_PASSAGE SHOWN_
########

Posted by: 4pack | October 2, 2008

“Obesity War” Update: It’s Tony the Tiger’s Turn In The Blame Game

NOW, IT’S GETTING PERSONAL…HEARD THE EXPRESSION “GUNS DON’T KILL PEOPLE, PEOPLE KILL PEOPLE”?…KELLOGG’S FROSTED FLAKES, WITH OVEN TOASTED CORN FLAKES, ARE NO LESS HEALTHY THAN BAKED CORN TORTILLA CHIPS EXCEPT FOR THE SUGARS, WHICH COME IN AT 11 GRAMS PER SERVING FOR FROSTED FLAKES…BUBBAS MAKE BUBBAS FAT…EAT IN MODERATION…AND IN CONCLUSION, TONY THE TIGER LOOKS IN PRETTY GOOD SHAPE TO ME…MUSCLED UP TOP AND SLIM WAIST…READ EXCERPTS BELOW FOR INSITE INTO THE LATEST “BLAME GAME” SALVOS:

“Cartoons are great fun for kids. We definitely don’t want to see the end of popular characters like Tony the Tiger and the Honey Monster, but we do want to see them promoting healthier products,” said Clare Corbett, a Which? food campaigner.”

http://www.themedguru.com/articles/cartoon_characters_fail_to_promote_healthy_foods-86112826.html

“…Researchers claim that of 19 cartoon characters identified in supermarkets by Which?, a product-testing and campaigning charity, no one promoted healthier foods.

Rice Krispies’ Snap, Crackle and Pop, Tony the Tiger, and Moo the Dairylea cow are among 19 cartoon favorites targeted by the consumer group for not promoting healthier eating in children and failing to tackle childhood obesity.

The Which? report warned parents against letting their children be led into unhealthy diets by the cartoon characters used for marketing strategies, and also called for the advertising codes to be strengthened significantly. The report also urged the Government to take significant steps to tackle these food promotions.

“Cartoons are great fun for kids. We definitely don’t want to see the end of popular characters like Tony the Tiger and the Honey Monster, but we do want to see them promoting healthier products,” said Clare Corbett, a Which? food campaigner.

After conducting survey of 19 cartoon characters, the report named Moo the Dairylea cow as worst offender in advertisers’ promotions of food containing high levels of saturated fat and salt, while Kellogg’s Tony the Tiger, famed for his “gr-r-reat!” catchphrase, was criticized for advertising food that contained one third sugar.

########

_DATASET_
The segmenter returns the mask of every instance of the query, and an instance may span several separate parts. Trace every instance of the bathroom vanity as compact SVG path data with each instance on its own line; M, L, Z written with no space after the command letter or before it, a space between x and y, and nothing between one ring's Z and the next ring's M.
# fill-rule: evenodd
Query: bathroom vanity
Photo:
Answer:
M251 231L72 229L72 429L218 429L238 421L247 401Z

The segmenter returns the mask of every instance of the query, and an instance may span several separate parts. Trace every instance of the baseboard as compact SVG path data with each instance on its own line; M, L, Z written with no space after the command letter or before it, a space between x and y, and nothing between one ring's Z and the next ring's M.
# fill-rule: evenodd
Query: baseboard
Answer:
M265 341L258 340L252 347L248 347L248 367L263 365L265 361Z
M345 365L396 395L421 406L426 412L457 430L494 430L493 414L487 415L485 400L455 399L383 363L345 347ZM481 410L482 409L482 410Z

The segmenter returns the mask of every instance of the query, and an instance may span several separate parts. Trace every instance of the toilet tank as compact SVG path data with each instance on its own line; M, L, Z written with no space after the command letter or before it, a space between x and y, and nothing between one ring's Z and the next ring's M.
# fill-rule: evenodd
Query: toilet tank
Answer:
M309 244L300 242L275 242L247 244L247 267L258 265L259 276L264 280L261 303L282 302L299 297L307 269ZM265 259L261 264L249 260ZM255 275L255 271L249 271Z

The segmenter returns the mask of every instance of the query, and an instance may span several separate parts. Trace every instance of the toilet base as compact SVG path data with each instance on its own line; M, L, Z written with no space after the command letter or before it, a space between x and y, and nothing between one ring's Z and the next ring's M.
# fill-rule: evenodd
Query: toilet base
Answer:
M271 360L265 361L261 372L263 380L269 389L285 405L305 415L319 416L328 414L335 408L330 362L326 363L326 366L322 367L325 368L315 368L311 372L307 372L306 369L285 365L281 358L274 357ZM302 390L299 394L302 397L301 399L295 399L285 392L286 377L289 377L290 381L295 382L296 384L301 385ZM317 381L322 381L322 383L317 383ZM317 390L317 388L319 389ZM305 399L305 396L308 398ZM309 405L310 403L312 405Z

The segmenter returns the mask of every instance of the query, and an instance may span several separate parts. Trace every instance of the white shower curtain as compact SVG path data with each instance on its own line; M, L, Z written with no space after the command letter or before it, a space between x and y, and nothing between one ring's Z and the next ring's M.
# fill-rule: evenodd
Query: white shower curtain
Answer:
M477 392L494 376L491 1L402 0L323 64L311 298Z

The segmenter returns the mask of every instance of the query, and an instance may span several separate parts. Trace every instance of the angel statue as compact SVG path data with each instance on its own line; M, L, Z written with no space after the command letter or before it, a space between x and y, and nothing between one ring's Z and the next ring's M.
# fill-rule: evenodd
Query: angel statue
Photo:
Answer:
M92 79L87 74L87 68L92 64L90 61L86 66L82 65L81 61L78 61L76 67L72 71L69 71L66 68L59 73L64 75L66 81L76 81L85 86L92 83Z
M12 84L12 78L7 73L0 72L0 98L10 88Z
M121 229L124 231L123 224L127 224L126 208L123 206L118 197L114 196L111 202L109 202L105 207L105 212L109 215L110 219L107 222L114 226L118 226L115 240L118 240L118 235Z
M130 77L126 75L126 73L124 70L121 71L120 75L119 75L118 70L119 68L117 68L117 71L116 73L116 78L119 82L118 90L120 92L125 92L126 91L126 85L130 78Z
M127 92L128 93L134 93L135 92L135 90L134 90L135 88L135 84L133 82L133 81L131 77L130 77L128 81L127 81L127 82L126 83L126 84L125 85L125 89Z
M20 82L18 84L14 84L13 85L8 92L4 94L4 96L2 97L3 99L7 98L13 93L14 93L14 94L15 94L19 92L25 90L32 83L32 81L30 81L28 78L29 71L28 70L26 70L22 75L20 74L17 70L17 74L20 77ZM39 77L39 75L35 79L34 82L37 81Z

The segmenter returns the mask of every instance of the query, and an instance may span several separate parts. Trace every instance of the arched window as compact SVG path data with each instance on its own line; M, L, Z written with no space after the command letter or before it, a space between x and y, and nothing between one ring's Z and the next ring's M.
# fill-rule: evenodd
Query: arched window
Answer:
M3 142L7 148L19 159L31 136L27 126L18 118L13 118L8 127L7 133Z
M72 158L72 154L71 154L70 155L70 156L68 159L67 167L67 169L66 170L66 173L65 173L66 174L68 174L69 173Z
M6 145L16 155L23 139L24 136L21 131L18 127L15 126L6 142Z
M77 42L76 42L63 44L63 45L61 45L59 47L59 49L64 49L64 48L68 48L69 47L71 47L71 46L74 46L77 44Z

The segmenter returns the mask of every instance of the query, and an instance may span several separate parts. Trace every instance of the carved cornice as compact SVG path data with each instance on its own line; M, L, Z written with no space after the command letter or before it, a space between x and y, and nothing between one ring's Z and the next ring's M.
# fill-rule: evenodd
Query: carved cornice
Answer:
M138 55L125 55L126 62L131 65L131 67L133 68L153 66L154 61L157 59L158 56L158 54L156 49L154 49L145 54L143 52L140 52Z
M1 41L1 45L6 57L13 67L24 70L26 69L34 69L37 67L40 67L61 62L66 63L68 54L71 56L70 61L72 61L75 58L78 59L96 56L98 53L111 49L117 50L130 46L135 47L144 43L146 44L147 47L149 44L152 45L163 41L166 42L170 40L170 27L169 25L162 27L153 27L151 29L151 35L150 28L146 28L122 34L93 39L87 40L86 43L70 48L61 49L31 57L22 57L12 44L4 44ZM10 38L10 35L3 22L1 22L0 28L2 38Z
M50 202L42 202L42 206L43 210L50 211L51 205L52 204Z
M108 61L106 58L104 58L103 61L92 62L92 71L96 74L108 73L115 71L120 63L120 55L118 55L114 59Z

########

_TASKS TO PERFORM_
• 1. Decide whether each statement agrees with the blog post about Tony the Tiger, answering yes or no and quoting the deciding words from the post: (a) Which? identified 19 cartoon characters in supermarkets. (b) The Which? report named Tony the Tiger as the worst offender. (c) The blogger states that Frosted Flakes contain 11 grams of sugar per serving.
• 2. Carry on the blog post about Tony the Tiger from its last sentence.
The rows are separate material from the blog post about Tony the Tiger.

_ANSWERS TO THE PROBLEMS_
• 1.
(a) Yes: "of 19 cartoon characters identified in supermarkets by Which?"
(b) No: "the report named Moo the Dairylea cow as worst offender"
(c) Yes: "WHICH COME IN AT 11 GRAMS PER SERVING FOR FROSTED FLAKES"

• 2.
“Food companies must play their part in the fight against childhood obesity and diet-related disease by acting responsibly,” Corbett said and added, “closing the cartoon loophole is a vital stop in tackling this complex issue. If the industry fails to act, the Government must step in.”

Meanwhile, the report has infuriated the industry. A Dairylea spokesman said: “Which? is wrong to suggest children are getting fat because we carry Moo on Dairylea packs.” A Kellogg’s spokeswoman added, “These characters pre-date the childhood obesity problem we face. Banning characters such as Tony from advertising is not the magic bullet we all seek.”

The Advertising Standards Authority (ASA) said that after a review of all the evidence and extensive public consultation, the rules surrounding children’s food and soft drink advertising were significantly tightened last year. “These robust new rules are amongst the toughest in the world,” the ASA spokesman said.

Unhappy with the report, the Food and Drink Federation said the industry’s codes have put strict restrictions on marketing and were regulated independently.

Julian Hunt, spokesman for the Food and Drink Federation, said they really don’t understand why Which? wants to take all the fun out of food by banning fun characters, many of whom exist in markets for the last 80 years. Moreover, the recipes of several products which are targeted in the report have already been changed in recent years making them healthier for kids.